GIVEN RECORDS –
****************

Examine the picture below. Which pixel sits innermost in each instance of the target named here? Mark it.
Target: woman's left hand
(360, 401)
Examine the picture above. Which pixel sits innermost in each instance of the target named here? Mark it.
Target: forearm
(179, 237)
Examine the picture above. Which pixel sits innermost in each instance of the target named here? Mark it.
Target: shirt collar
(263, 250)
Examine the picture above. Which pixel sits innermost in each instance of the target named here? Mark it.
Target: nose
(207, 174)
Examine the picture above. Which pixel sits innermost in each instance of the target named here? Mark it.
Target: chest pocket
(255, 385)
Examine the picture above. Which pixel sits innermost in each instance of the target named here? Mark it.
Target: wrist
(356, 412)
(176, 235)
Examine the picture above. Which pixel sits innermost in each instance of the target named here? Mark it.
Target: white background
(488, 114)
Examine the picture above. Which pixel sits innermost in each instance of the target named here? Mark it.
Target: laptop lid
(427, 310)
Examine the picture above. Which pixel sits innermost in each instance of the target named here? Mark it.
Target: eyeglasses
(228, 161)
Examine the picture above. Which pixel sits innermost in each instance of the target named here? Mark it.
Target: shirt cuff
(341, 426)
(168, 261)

****************

THE PROBLEM –
Repeat the listing above exactly, keeping every word as it stands.

TASK RESULT –
Examine the picture below. Which pixel sits innermost in each instance of the target named here? Mark it.
Target: woman's left hand
(360, 401)
Examine the picture above. Which pixel sits innermost in each instance of the target named here? Mark it.
Target: forearm
(179, 237)
Examine the picture above. Which pixel sits innermost in each instance of the target named here? Mark it.
Target: shirt collar
(263, 250)
Examine the picture above. Which pixel sits innermost in each instance of the target named here? Mark it.
Target: nose
(207, 174)
Examine the picture above. Which pixel sits innermost in each instance of the target named here? Mark it.
Target: chest pocket
(255, 385)
Examine the picture above. Which pixel sits innermost in each instance of the target named here? Mark it.
Target: wrist
(356, 412)
(176, 235)
Examine the picture above. Which pixel sits innermost in each instance of the target named here? Mark it.
Target: white background
(488, 114)
Examine the picture above. Which pixel sits innermost in each instance of the target named here? Mark it.
Target: laptop lid
(427, 310)
Examine the picture above. Which pixel sits innermost in each instance of the target named here? Mark it.
Target: eyeglasses
(228, 161)
Examine the picture above. Which pixel sits innermost in each instance of the target named here? Mark it.
Target: shirt cuff
(341, 426)
(168, 261)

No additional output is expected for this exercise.